[Point-based annotation data]
--- Begin ---

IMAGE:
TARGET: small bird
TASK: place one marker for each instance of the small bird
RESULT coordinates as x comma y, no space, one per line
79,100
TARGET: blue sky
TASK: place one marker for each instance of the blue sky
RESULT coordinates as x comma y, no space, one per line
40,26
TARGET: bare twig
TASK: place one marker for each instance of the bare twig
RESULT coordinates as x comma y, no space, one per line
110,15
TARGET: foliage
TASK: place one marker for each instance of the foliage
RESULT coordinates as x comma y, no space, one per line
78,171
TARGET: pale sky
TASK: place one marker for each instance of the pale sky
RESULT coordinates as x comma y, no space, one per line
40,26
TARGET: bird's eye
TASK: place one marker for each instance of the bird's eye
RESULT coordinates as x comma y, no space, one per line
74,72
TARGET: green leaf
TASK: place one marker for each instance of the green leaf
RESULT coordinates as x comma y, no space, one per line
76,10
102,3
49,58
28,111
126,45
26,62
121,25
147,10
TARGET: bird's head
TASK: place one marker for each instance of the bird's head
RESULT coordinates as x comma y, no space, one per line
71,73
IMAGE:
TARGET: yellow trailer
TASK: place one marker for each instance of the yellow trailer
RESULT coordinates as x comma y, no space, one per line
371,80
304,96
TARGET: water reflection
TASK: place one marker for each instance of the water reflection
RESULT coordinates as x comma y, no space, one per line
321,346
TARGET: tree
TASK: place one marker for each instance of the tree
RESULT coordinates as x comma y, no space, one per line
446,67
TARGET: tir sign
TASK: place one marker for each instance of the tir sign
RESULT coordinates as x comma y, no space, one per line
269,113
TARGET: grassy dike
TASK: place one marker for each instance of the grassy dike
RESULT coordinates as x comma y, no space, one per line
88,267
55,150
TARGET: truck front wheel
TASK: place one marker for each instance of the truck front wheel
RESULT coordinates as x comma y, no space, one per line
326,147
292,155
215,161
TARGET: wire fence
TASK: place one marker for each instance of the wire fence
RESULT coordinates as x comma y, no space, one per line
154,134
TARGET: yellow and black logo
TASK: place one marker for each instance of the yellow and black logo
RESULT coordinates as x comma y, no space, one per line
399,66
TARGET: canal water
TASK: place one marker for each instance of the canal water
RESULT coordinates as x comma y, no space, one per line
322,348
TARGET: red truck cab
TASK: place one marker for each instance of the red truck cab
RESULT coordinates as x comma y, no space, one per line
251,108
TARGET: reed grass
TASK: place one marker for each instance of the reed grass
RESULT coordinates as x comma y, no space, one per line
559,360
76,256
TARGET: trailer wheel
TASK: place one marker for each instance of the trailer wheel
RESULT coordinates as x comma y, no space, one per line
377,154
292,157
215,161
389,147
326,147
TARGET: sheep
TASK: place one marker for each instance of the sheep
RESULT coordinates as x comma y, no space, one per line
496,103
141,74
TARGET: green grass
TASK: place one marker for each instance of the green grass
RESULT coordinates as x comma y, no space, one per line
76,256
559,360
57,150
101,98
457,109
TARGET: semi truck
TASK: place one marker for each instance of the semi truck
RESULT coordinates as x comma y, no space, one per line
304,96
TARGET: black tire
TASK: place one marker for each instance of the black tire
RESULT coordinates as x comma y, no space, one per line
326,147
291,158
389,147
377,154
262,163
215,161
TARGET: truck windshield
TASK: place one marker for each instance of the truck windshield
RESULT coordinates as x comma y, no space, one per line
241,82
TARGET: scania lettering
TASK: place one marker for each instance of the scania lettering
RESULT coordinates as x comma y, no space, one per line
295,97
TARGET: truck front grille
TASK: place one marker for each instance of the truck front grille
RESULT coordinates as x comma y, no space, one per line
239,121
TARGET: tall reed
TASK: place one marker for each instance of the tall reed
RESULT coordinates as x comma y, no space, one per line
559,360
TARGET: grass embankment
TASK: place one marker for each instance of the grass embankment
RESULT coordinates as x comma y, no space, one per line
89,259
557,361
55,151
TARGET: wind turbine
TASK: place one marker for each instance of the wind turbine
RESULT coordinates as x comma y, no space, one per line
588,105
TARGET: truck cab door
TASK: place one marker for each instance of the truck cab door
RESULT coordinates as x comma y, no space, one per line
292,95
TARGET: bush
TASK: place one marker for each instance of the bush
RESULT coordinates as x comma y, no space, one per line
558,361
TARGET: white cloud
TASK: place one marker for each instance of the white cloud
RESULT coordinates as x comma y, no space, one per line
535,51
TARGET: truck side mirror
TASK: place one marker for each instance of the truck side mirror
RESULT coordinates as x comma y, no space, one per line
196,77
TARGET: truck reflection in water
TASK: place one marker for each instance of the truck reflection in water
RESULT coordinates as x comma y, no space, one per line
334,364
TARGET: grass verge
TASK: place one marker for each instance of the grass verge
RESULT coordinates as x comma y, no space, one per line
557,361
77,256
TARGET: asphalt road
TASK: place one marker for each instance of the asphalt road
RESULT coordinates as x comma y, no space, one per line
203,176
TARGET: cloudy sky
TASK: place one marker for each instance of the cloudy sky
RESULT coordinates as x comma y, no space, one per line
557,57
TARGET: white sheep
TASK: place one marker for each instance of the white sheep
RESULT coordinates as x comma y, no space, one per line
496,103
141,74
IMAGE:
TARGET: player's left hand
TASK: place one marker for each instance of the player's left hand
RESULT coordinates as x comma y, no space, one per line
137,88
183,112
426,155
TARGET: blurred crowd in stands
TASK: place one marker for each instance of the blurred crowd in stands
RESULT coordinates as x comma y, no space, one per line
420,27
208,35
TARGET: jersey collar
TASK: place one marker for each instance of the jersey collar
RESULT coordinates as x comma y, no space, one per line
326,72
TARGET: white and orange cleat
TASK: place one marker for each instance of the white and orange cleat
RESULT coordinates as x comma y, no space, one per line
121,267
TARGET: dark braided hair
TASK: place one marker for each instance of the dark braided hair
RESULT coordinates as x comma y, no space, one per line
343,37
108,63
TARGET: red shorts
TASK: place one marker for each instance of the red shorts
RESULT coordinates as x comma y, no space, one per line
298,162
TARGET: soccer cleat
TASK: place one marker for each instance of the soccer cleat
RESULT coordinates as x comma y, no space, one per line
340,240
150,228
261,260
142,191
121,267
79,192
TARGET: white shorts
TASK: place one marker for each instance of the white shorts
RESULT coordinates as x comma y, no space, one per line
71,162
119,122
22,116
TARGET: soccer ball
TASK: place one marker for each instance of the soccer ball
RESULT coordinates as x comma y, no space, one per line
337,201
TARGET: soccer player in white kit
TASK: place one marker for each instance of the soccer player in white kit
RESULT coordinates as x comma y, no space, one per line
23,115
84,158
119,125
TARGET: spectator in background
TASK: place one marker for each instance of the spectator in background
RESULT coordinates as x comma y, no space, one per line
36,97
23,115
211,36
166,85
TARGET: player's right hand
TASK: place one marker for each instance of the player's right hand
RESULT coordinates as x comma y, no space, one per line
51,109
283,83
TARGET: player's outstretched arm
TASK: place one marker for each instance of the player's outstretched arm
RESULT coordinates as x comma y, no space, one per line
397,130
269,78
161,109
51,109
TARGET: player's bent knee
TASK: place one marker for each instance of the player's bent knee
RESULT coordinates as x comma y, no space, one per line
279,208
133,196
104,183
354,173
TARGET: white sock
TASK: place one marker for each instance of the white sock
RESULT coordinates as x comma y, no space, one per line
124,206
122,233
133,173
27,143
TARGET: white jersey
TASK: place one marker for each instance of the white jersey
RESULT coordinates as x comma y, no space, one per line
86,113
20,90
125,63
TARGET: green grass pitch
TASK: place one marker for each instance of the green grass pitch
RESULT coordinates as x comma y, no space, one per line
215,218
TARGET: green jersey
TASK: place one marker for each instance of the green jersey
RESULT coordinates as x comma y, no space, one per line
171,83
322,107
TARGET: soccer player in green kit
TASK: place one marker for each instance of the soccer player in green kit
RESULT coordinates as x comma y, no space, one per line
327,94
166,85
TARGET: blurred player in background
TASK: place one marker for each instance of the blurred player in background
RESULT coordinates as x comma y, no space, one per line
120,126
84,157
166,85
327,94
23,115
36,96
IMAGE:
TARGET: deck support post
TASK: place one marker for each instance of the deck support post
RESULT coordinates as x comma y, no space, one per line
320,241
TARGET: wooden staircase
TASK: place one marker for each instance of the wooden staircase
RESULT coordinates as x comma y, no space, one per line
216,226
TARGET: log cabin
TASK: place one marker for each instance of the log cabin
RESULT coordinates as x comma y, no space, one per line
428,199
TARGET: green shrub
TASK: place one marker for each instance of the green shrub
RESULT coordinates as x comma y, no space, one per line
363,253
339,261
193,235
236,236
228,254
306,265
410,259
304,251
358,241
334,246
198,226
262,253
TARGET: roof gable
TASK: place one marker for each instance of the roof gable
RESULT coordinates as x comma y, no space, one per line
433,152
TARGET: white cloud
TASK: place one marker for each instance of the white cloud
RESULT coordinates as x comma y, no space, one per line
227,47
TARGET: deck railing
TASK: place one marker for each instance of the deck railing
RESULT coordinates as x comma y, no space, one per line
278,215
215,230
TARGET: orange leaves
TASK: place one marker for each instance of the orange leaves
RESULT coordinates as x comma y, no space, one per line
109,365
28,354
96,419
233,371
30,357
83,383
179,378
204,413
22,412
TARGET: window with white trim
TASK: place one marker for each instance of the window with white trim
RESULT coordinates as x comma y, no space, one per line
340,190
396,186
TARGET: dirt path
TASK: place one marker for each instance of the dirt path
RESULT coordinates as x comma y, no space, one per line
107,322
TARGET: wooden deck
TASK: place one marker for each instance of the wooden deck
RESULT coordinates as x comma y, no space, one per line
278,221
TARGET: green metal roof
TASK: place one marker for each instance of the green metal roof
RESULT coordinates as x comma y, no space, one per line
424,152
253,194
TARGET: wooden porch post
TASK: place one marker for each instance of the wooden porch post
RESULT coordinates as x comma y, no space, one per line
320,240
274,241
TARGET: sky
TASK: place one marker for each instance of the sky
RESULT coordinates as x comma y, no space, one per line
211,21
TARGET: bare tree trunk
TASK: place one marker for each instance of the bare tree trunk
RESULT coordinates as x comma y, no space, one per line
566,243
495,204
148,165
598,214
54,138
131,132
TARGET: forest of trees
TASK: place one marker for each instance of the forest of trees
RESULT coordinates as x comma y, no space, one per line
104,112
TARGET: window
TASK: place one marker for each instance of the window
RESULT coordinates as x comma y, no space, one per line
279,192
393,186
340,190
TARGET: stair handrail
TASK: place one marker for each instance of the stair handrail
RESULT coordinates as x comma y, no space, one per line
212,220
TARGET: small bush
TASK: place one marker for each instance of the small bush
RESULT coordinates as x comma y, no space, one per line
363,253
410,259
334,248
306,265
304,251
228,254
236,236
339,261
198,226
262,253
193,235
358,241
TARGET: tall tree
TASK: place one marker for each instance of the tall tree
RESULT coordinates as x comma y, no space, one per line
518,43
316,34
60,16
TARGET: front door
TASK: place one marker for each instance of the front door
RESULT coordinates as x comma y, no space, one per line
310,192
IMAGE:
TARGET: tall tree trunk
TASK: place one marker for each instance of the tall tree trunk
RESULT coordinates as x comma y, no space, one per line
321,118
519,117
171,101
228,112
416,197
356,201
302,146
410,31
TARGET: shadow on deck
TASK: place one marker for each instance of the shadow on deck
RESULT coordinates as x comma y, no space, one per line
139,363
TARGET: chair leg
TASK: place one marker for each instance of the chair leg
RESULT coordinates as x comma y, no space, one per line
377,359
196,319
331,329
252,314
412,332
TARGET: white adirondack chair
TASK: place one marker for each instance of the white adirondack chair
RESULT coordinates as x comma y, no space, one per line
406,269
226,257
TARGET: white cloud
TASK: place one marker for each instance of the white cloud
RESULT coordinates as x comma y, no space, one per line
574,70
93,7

--- End ---

Each line from the one with "TARGET: front door" through the last line of the records must be written out word for word. Include nothing else.

TARGET: front door
TASK: place one marker for each instance of the front door
RESULT coordinates as x comma y, no space, one per line
310,192
IMAGE:
TARGET: tall tree trunk
TASK: place one marker for each instance of the tall tree trunk
RESULT coordinates as x comma y, no space, one per line
321,118
519,117
171,101
228,112
416,197
356,201
302,146
410,31
TARGET: shadow on deck
TASK: place one marker for each instance of the shadow on deck
RESULT coordinates as x comma y, no space, one per line
139,363
TARGET: chair leg
TASK: place one marker for each instance of the chair leg
RESULT coordinates as x comma y, no space, one per line
377,359
196,319
331,329
252,314
412,332
TARGET: white adirondack chair
TASK: place one marker for each instance of the white adirondack chair
RESULT coordinates as x comma y, no space, one per line
406,269
226,257
TARGET: white cloud
TASK: place one marker for each instance of the white cloud
RESULT coordinates as x comma y, no space, one per line
574,70
93,7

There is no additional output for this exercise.